Rewrite the stretch of the records from the start through the line containing "x=571 y=508", changing "evaluation set" to "test set" and keeping everything else the same. Leave the pictures out.
(begin)
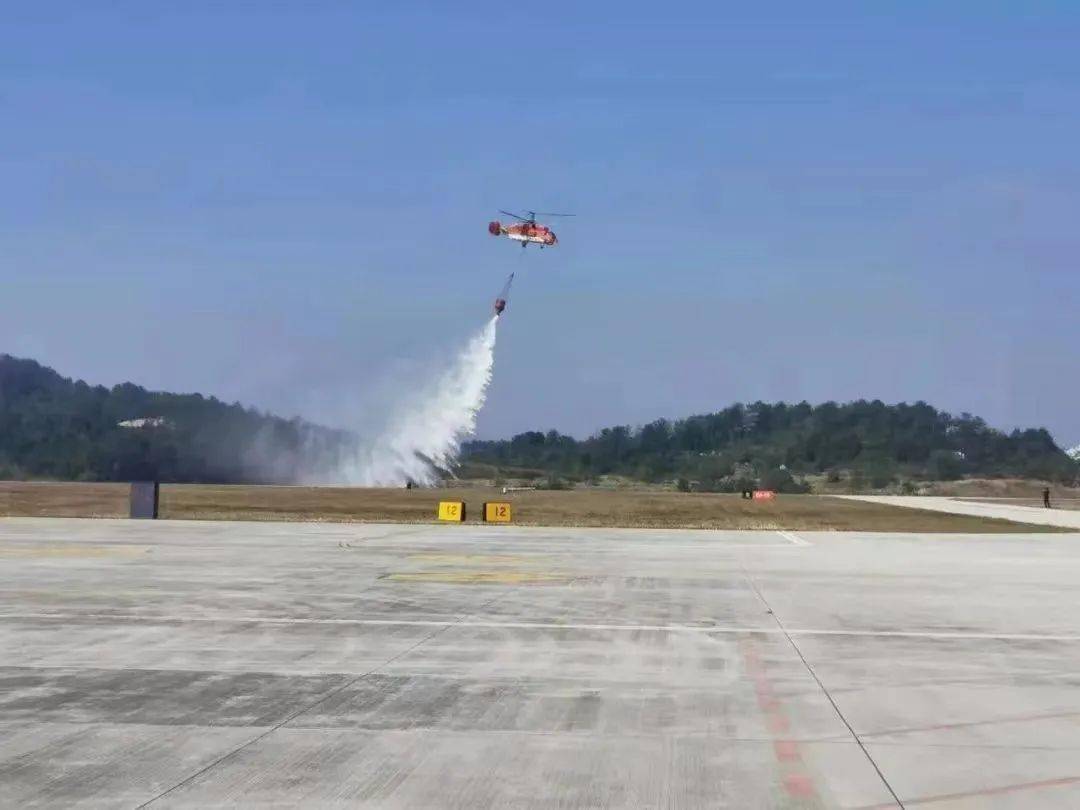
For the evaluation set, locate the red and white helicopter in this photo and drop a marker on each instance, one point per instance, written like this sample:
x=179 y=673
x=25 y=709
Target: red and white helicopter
x=526 y=229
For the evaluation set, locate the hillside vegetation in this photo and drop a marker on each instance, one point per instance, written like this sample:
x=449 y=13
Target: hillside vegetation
x=868 y=444
x=55 y=428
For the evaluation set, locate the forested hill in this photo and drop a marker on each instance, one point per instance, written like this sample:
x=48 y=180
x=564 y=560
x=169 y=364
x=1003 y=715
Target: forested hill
x=876 y=444
x=55 y=428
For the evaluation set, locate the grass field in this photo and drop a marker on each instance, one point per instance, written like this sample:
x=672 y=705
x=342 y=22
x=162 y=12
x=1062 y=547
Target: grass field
x=571 y=508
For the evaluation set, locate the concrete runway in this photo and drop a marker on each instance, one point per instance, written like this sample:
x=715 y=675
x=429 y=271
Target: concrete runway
x=211 y=664
x=1068 y=518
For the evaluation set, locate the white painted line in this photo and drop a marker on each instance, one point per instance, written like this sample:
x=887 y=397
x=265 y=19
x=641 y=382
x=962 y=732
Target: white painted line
x=794 y=538
x=705 y=629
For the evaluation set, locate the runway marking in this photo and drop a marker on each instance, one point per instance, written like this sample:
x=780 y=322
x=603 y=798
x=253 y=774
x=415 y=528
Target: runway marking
x=794 y=539
x=705 y=629
x=975 y=794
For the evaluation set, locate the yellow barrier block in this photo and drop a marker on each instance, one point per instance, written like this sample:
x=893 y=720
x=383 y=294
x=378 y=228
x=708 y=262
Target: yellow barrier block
x=451 y=511
x=496 y=512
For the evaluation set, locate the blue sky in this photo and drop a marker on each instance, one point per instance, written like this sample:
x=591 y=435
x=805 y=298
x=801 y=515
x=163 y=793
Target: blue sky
x=286 y=203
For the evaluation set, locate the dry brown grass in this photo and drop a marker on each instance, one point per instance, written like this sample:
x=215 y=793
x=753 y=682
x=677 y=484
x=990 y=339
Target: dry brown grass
x=574 y=508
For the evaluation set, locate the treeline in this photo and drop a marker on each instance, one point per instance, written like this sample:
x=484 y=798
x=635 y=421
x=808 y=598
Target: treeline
x=52 y=427
x=773 y=444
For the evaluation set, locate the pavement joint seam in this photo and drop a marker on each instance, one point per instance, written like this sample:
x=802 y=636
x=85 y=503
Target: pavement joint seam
x=321 y=700
x=821 y=686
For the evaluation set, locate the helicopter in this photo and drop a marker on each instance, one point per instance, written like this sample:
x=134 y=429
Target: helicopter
x=526 y=229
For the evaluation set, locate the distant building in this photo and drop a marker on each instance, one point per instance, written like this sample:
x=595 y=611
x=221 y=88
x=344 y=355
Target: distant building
x=146 y=421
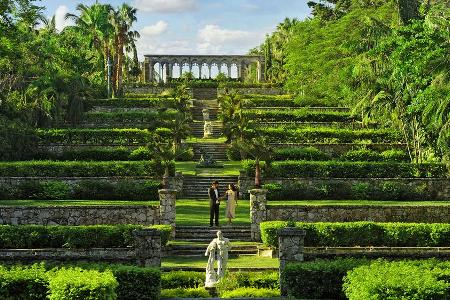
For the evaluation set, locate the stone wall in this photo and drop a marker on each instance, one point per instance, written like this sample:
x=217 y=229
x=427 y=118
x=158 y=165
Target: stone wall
x=260 y=91
x=145 y=252
x=79 y=215
x=344 y=213
x=438 y=187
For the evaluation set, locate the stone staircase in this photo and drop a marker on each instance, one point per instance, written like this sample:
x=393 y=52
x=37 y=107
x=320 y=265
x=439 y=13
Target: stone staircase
x=196 y=187
x=198 y=129
x=216 y=150
x=192 y=241
x=204 y=93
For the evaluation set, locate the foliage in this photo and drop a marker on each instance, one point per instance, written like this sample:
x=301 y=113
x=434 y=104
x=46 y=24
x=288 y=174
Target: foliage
x=326 y=135
x=396 y=280
x=27 y=283
x=84 y=237
x=76 y=283
x=82 y=169
x=199 y=292
x=353 y=234
x=319 y=279
x=337 y=169
x=182 y=279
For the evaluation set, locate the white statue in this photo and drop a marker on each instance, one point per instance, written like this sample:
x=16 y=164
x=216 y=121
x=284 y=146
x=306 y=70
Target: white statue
x=217 y=250
x=205 y=113
x=207 y=129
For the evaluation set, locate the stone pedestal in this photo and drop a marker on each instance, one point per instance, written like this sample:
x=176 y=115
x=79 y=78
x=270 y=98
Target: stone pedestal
x=147 y=247
x=205 y=113
x=291 y=244
x=258 y=211
x=167 y=210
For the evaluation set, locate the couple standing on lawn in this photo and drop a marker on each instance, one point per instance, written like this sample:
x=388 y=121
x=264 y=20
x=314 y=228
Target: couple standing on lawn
x=231 y=196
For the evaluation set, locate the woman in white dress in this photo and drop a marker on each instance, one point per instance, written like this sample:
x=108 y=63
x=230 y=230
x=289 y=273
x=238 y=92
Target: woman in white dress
x=232 y=196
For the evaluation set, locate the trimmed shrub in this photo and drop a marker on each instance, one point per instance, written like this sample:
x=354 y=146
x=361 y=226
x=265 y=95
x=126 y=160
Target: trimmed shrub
x=251 y=293
x=182 y=279
x=336 y=169
x=137 y=283
x=395 y=280
x=185 y=293
x=77 y=284
x=95 y=236
x=81 y=169
x=353 y=234
x=300 y=153
x=25 y=283
x=319 y=279
x=298 y=115
x=284 y=135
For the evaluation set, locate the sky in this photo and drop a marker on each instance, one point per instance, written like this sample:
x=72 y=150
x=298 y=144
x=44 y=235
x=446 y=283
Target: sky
x=196 y=26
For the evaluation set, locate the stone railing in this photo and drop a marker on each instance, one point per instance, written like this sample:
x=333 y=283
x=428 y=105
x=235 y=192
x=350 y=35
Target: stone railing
x=439 y=187
x=146 y=251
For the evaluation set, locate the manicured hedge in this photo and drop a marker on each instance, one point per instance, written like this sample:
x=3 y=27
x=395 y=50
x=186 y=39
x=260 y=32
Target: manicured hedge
x=152 y=119
x=391 y=155
x=131 y=100
x=95 y=236
x=340 y=190
x=100 y=136
x=68 y=284
x=182 y=279
x=81 y=169
x=399 y=280
x=25 y=283
x=352 y=234
x=326 y=135
x=336 y=169
x=82 y=190
x=297 y=115
x=319 y=279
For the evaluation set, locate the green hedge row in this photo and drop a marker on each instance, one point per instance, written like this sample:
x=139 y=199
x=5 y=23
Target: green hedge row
x=131 y=101
x=297 y=115
x=326 y=135
x=153 y=119
x=100 y=136
x=427 y=279
x=82 y=168
x=95 y=236
x=353 y=234
x=38 y=282
x=109 y=154
x=376 y=190
x=319 y=279
x=82 y=190
x=336 y=169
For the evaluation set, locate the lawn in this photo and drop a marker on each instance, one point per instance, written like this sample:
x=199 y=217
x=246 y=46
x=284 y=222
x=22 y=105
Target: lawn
x=73 y=202
x=242 y=261
x=196 y=212
x=230 y=168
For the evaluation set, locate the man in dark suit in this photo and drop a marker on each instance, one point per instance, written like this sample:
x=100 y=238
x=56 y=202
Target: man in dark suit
x=214 y=203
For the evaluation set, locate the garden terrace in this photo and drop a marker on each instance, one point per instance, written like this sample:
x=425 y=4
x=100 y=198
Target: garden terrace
x=112 y=136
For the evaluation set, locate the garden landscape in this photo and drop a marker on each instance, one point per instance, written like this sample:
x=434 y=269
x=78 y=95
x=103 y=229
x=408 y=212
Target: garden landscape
x=330 y=117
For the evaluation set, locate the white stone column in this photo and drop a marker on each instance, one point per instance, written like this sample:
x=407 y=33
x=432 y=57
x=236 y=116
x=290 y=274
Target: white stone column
x=258 y=211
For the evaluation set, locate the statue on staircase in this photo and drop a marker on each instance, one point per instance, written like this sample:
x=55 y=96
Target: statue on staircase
x=217 y=250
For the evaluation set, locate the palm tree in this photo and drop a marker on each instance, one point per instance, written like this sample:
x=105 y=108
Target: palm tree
x=122 y=20
x=94 y=22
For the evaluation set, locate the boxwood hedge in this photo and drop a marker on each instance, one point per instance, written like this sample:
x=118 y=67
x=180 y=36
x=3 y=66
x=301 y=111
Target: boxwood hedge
x=352 y=234
x=95 y=236
x=337 y=169
x=82 y=168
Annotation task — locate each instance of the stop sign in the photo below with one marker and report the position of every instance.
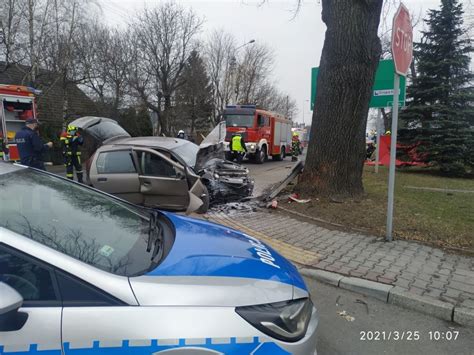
(402, 40)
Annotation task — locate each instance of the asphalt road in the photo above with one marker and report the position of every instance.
(374, 319)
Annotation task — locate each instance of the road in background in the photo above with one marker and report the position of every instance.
(337, 335)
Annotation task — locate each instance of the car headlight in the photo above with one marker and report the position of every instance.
(286, 321)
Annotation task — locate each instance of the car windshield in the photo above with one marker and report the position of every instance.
(239, 121)
(188, 152)
(75, 220)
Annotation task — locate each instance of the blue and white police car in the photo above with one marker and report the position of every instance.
(82, 272)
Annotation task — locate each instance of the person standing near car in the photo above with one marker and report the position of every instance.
(71, 153)
(30, 145)
(237, 147)
(181, 134)
(3, 147)
(295, 147)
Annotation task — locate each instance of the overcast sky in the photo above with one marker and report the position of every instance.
(297, 39)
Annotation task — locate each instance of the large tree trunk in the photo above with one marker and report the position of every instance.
(349, 60)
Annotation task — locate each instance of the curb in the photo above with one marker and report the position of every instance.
(394, 295)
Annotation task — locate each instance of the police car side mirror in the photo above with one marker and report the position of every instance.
(10, 302)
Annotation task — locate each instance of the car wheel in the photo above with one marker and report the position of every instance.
(261, 155)
(205, 201)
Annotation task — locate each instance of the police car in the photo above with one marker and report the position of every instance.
(82, 272)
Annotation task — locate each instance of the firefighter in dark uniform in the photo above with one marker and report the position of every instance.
(237, 147)
(295, 146)
(30, 146)
(71, 141)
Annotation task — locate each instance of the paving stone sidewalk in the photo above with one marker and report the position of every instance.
(420, 269)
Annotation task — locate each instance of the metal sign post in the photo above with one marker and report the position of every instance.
(378, 127)
(393, 157)
(402, 51)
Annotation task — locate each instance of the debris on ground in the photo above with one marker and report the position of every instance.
(296, 198)
(346, 316)
(364, 303)
(291, 176)
(235, 207)
(226, 181)
(273, 204)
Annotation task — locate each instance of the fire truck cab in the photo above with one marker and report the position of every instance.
(265, 133)
(17, 104)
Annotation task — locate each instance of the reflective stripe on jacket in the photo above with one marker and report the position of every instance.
(237, 144)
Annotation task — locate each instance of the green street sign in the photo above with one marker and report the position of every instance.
(382, 91)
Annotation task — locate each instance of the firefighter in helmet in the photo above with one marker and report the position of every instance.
(237, 147)
(71, 140)
(295, 146)
(3, 147)
(181, 134)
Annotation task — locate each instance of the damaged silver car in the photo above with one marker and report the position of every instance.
(167, 173)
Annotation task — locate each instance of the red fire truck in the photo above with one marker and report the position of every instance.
(265, 133)
(17, 104)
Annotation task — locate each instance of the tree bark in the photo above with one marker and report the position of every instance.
(350, 56)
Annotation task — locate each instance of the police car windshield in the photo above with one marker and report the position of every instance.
(239, 121)
(75, 220)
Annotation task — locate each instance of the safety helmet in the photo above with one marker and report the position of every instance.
(71, 128)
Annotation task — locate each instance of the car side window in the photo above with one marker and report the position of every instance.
(33, 281)
(154, 165)
(115, 162)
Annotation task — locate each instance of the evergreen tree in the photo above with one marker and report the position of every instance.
(194, 97)
(440, 105)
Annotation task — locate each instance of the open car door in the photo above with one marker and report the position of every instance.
(163, 182)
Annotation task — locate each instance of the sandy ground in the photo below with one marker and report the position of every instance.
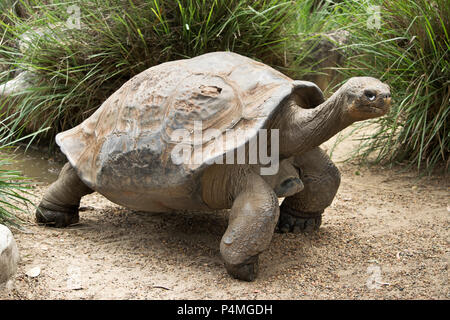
(384, 237)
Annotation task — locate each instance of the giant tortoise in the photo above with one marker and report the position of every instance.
(134, 149)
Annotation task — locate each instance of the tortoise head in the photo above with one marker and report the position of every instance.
(365, 98)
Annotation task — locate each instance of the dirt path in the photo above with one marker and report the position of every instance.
(385, 236)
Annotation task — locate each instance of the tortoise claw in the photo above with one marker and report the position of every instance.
(245, 271)
(297, 222)
(57, 219)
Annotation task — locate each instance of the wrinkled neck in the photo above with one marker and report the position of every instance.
(309, 128)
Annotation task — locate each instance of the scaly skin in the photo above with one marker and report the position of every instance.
(321, 179)
(252, 199)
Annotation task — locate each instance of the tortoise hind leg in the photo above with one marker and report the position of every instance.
(59, 206)
(321, 179)
(252, 221)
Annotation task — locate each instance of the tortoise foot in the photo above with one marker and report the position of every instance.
(57, 219)
(297, 222)
(245, 271)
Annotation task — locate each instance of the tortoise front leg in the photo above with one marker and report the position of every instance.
(59, 206)
(321, 179)
(252, 221)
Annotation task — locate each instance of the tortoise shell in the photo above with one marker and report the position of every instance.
(127, 143)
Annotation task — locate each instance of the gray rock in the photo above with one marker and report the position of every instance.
(9, 254)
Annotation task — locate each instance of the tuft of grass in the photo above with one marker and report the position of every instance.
(411, 52)
(13, 185)
(77, 69)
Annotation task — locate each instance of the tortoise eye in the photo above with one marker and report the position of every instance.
(370, 95)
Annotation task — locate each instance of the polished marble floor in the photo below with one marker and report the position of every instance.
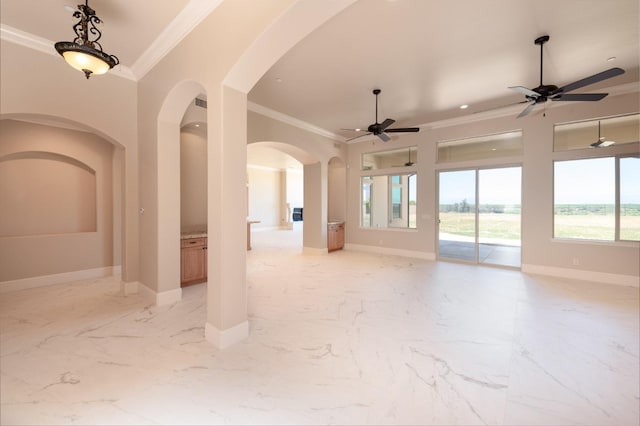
(345, 338)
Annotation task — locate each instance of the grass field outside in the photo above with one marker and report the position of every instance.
(506, 226)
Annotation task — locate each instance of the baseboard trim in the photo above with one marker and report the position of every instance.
(391, 251)
(65, 277)
(160, 299)
(577, 274)
(314, 251)
(222, 339)
(127, 288)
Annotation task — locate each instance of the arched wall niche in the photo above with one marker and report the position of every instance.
(61, 122)
(63, 201)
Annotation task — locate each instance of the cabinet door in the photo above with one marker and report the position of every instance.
(193, 265)
(340, 236)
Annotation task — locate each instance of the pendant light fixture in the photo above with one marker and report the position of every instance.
(601, 142)
(84, 53)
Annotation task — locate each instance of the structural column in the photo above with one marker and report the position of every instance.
(315, 208)
(227, 218)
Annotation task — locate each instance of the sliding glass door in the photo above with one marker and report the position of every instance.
(486, 231)
(457, 215)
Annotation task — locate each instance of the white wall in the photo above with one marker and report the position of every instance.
(540, 253)
(104, 105)
(264, 196)
(193, 178)
(295, 189)
(337, 191)
(68, 233)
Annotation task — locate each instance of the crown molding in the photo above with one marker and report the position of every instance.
(292, 121)
(188, 18)
(44, 45)
(509, 110)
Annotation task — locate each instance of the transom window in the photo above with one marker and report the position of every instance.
(389, 196)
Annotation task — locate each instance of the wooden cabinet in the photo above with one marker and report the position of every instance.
(193, 260)
(335, 236)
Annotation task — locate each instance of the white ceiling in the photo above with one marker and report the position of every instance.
(428, 56)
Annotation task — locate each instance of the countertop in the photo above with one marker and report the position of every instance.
(198, 231)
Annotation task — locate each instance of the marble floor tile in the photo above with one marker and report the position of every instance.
(344, 338)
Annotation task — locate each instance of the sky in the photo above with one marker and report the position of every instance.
(591, 181)
(496, 186)
(594, 181)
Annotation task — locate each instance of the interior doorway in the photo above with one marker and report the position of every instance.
(479, 215)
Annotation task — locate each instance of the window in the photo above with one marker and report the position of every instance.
(481, 147)
(389, 196)
(597, 199)
(589, 134)
(389, 201)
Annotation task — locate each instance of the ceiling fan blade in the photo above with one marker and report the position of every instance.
(612, 72)
(527, 110)
(384, 137)
(501, 106)
(386, 123)
(359, 136)
(579, 97)
(525, 91)
(403, 130)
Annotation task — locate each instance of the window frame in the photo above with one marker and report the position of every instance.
(408, 176)
(629, 150)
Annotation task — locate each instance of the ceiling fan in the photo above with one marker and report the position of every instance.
(408, 163)
(543, 92)
(381, 129)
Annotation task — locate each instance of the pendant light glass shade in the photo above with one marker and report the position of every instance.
(86, 54)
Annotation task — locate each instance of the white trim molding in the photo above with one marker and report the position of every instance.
(391, 251)
(292, 121)
(160, 299)
(223, 339)
(188, 18)
(577, 274)
(44, 45)
(65, 277)
(314, 251)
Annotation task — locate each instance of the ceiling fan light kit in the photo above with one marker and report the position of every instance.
(602, 141)
(83, 53)
(543, 92)
(381, 129)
(end)
Full solution ▸
For the test set, locate the red and white helicopter in this photo and drop a marker on each instance, one point per instance, written like this sample:
x=179 y=673
x=25 y=709
Target: red and white helicopter
x=526 y=229
For the test set, locate the hillside vegetation in this photo and drop a marker on each instance, one point per instance, written like this sample:
x=449 y=13
Target: hillside vegetation
x=868 y=444
x=55 y=428
For the test set, locate the forested hill in this photo and drop a marker on each instance, one point per instance, written like this sample:
x=48 y=180
x=564 y=560
x=169 y=364
x=1003 y=715
Target: forested hill
x=876 y=444
x=55 y=428
For the test set, locate the grass field in this photo and drop a marker on each instance, one point per instance, written like this sample:
x=672 y=705
x=342 y=22
x=162 y=12
x=1062 y=547
Target: grass field
x=571 y=508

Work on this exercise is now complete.